» TEXT SEGMENT
━━━━━━

I use the collar to proof exercises. However, I am a big believer in teaching the behavior before I add in any kind of pressure or pain. It is unfair to the dog to add that in when they don't understand what is expected of them.

Having said that, a solid recall and a solid down are my go to for safety. The down is the one I use most and continue to proof with electric. If I tell platz and he doesn't drop, there will be tell to pay. It's a non negotiable command that his life could depend on.

There are many roads to Rome. Find the one right for you while being fair to your dog.


----------



## mspiker03 (Dec 7, 2006)

━━━━━━

[Stored entries]
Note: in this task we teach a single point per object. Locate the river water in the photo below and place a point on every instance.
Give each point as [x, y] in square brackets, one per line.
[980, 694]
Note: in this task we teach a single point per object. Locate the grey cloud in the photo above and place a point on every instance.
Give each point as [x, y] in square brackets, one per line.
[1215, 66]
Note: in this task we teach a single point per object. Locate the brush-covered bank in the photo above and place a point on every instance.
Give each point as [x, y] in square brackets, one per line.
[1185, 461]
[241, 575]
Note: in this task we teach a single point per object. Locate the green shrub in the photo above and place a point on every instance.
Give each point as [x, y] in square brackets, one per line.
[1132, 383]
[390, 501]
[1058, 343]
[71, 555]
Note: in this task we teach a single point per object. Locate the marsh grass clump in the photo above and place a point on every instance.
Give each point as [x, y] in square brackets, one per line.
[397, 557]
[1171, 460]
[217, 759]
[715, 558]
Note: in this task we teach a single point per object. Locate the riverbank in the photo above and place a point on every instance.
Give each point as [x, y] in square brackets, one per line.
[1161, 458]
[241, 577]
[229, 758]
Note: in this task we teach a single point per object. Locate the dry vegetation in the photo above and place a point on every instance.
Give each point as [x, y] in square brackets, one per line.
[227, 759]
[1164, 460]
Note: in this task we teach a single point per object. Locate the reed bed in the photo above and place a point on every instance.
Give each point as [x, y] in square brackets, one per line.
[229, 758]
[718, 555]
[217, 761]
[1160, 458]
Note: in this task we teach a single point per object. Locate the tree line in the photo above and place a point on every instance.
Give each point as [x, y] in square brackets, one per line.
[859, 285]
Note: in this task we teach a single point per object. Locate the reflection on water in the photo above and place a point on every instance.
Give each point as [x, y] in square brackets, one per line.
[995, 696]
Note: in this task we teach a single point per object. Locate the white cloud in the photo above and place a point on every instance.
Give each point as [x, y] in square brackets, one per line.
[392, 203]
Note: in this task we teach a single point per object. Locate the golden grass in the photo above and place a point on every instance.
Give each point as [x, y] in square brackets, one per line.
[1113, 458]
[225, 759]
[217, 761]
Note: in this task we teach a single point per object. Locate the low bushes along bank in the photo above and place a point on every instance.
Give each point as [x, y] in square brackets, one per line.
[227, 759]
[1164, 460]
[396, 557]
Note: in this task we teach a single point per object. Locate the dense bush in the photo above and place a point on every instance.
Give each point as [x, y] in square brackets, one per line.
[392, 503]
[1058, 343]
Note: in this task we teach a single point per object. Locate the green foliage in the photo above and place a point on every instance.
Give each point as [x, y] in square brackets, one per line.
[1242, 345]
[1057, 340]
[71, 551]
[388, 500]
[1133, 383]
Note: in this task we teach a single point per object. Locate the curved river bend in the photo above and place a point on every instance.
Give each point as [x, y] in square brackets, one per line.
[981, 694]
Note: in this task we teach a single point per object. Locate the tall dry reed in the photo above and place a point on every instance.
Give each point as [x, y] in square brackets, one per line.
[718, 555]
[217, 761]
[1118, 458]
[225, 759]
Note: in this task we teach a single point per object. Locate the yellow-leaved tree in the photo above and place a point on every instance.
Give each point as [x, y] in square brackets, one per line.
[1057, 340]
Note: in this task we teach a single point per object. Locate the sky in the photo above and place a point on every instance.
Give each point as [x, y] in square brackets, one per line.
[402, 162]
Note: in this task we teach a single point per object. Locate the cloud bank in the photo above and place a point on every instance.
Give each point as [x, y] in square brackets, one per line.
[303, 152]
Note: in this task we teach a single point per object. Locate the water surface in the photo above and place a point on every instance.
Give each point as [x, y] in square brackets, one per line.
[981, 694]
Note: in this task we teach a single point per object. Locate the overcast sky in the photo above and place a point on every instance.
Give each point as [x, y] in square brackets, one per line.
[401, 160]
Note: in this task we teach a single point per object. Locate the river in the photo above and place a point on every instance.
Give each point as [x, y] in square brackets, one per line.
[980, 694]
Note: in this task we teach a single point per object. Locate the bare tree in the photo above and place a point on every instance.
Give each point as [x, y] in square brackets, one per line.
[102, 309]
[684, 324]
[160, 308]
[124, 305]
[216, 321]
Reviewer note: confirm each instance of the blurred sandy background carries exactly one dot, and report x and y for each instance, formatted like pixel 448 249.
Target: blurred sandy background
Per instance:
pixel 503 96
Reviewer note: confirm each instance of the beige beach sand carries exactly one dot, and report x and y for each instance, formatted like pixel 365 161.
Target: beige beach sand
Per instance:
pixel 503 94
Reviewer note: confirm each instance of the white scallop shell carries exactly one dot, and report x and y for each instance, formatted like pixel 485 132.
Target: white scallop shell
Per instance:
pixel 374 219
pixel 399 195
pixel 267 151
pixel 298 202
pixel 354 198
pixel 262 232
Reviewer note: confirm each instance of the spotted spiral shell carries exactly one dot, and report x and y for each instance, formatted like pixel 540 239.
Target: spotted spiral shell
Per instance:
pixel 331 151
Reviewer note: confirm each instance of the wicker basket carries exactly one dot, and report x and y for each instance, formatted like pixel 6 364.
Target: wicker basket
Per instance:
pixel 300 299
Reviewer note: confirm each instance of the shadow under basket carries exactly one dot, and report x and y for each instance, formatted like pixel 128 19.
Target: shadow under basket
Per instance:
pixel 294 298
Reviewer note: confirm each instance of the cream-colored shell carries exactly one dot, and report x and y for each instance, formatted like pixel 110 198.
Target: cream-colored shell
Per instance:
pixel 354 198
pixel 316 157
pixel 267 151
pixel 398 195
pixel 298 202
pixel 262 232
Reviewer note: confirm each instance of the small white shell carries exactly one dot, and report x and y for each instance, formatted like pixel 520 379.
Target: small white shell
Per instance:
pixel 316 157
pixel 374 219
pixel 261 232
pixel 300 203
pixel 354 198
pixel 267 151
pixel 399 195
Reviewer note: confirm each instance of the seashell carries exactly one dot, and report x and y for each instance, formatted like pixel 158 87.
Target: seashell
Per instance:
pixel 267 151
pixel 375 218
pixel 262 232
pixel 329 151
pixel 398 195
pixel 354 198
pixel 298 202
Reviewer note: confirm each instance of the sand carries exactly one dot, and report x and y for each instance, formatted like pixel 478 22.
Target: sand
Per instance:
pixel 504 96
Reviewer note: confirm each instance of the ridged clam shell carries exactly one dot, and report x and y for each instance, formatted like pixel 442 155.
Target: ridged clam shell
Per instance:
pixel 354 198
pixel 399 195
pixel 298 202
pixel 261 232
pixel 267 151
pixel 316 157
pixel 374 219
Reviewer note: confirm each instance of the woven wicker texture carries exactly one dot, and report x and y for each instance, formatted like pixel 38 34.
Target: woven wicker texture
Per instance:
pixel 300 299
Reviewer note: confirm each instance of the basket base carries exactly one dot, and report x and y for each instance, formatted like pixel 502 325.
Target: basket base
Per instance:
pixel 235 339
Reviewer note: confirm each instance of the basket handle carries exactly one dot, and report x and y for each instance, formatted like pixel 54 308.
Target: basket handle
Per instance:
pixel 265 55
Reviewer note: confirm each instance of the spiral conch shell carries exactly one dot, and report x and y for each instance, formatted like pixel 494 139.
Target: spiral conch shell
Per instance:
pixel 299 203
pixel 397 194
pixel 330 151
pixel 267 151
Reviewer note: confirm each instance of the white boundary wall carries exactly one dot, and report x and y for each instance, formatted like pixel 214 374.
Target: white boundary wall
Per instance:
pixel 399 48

━━━━━━

» GIVEN EXERCISE 1
According to the dog-training post, why does the writer teach a behavior before adding any pressure or pain?
» GIVEN EXERCISE 2
Return the passage of the dog-training post from "Having said that, a" to "to your dog.", copied word for word.
These stored entries were drawn from a separate source.

» FULL ANSWER 1
The writer considers it unfair to add pressure or pain while the dog doesn't yet understand what is expected of it. The behavior is therefore taught first, and only then is the collar used to proof the exercise.

» FULL ANSWER 2
Having said that, a solid recall and a solid down are my go to for safety. The down is the one I use most and continue to proof with electric. If I tell platz and he doesn't drop, there will be tell to pay. It's a non negotiable command that his life could depend on.

There are many roads to Rome. Find the one right for you while being fair to your dog.